_Request_
Return each line of the following material without any change.

===============

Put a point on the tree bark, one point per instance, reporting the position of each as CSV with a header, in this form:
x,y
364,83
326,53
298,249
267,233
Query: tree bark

===============

_Exercise response_
Put a point on the tree bark, one point per instance, reporting the position of each as CSV with a header, in this form:
x,y
364,83
326,53
298,249
267,233
Query: tree bark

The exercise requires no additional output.